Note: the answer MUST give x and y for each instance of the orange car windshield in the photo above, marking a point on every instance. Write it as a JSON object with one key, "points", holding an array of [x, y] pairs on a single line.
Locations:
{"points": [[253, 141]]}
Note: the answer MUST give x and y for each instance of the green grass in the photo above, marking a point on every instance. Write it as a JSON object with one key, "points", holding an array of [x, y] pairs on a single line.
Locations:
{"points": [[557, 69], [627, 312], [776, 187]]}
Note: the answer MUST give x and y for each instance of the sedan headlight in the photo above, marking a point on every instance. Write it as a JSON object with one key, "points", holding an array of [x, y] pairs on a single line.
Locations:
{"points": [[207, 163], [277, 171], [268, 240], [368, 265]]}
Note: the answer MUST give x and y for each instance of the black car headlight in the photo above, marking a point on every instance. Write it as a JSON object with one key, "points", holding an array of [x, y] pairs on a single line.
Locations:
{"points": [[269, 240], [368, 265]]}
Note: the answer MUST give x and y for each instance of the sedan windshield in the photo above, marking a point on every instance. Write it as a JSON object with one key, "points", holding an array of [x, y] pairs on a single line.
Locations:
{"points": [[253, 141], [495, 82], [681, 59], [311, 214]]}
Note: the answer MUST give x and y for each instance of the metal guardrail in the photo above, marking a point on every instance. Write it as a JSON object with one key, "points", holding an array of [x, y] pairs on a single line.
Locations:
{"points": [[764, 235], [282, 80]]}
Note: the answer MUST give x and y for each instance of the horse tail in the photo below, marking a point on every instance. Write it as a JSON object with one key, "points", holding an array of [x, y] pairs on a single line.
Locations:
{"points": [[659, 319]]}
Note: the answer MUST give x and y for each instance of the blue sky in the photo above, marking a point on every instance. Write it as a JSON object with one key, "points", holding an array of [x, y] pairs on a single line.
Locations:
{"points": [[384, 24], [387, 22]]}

☆ ☆ ☆ ☆ ☆

# Task objective
Output each entry exactly as written, leaving none out.

# Exercise response
Note: the answer MUST give x and y for each instance of the orange car windshield in the photo above, marking a point on every instance. Write it as a JSON object with one key, "points", holding an array of [x, y] pairs on a single line.
Locations:
{"points": [[253, 141]]}
Note: the answer MUST give x and y for each instance of the green grass in the photo above, marking a point on every instance. Write it as a JSON object with one key, "points", holding an array of [x, y] pairs on a single line.
Locations:
{"points": [[557, 69], [627, 312], [776, 187]]}
Note: the answer MUST give x and y for each instance of the sedan headlight in the photo above, marking a point on every instance. Write it as a JSON object with one key, "points", holding an array of [x, y] pairs on a single line.
Locations:
{"points": [[207, 163], [277, 171], [268, 240], [368, 265]]}
Note: the answer MUST give x and y for each instance of the black car headlight in the photo above, marking a point on every instance. Write it as a JSON object with one key, "points", holding an array of [x, y] pairs on a single line.
Locations:
{"points": [[269, 240], [368, 265]]}
Note: the answer MUST give x and y for each instance of the sedan windshield in the photo above, marking a point on every instance. Write it as a JSON object with one key, "points", holding an array of [x, y] pairs on a single line.
Locations:
{"points": [[253, 141], [495, 82], [681, 59], [311, 214]]}
Note: the answer MUST give x and y for each instance of the metal guardrail in the photo above, marking a point on every instance. Write it as a JSON object with one key, "points", holding an array of [x, y] pairs on a single line.
Locations:
{"points": [[764, 235], [282, 80]]}
Note: the answer MUST give x and y for each instance of the horse tail in the photo below, marking a point on every instance. Write it as a JSON object with one key, "points", holding an array of [x, y] pairs on a single line.
Locations:
{"points": [[659, 319]]}
Note: the answer MUST give x and y for each instance of the blue sky in the photo above, marking a point on every instance. Write it as a JSON object with one key, "points", holding an array of [x, y] pairs on a single line.
Locations:
{"points": [[384, 24], [387, 22]]}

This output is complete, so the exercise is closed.